## What to work on
1. In the message about singletons, which things does the writer say junior developers do with singletons? List each one.
2. From the message about singletons, pull out everything from "I also use singletons, but" down to "as global functions.", copying the words unchanged.

I wasn't going to enter back into this discussion because it's one of those 
that polarises like checked Exceptions.

I also use singletons, but on a rare and very precise basis. And if you 
have mentored as many developers as I have then you will understand why the 
default mantra of don't use a singleton is valid. Junior developers seem to 
become infatuated with them, overuse them, lose all perspective of the OO 
nature of the language and start treating them as global functions. 
Encapsulation and responsibility go out the window.

And on top of that you get all the attendant problems of objects with 
indefinite life spans.

If you know what you are doing, fine. But it's similar to the mantra we 
give kids "don't run with scissors".

William

-- 
-- 
You received this message because you are subscribed to the Google
Groups "Android Developers" group.

Records:
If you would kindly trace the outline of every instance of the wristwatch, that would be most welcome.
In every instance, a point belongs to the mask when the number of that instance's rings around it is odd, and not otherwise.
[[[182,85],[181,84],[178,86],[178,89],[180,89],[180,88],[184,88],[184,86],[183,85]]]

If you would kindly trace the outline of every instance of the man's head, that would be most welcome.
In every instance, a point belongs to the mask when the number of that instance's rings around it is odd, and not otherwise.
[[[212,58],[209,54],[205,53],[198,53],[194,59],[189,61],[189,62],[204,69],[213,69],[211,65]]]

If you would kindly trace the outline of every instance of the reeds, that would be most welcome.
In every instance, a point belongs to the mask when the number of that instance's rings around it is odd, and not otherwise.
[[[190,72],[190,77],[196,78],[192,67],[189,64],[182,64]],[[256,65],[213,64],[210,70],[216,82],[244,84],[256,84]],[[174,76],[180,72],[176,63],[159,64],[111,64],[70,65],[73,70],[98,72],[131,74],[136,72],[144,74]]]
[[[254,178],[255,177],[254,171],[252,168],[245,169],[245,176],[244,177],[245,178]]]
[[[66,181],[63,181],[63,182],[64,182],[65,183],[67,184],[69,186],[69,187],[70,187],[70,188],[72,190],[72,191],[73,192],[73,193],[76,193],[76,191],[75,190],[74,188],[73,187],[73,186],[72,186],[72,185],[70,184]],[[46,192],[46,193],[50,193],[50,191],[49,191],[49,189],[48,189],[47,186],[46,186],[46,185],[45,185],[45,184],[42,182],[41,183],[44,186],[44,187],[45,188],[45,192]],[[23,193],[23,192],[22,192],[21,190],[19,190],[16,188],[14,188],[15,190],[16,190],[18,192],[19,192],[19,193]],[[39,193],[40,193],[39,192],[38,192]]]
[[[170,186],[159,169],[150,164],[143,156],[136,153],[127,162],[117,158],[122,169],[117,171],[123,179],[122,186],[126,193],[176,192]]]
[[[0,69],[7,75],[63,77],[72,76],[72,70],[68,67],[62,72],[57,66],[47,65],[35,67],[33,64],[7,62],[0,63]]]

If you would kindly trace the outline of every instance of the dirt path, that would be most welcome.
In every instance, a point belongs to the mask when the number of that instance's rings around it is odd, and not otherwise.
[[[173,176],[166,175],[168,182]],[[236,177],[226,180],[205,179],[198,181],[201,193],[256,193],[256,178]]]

## Task results
1.
- Become infatuated with them
- Overuse them
- Lose all perspective of the OO nature of the language
- Start treating them as global functions

2.
I also use singletons, but on a rare and very precise basis. And if you 
have mentored as many developers as I have then you will understand why the 
default mantra of don't use a singleton is valid. Junior developers seem to 
become infatuated with them, overuse them, lose all perspective of the OO 
nature of the language and start treating them as global functions.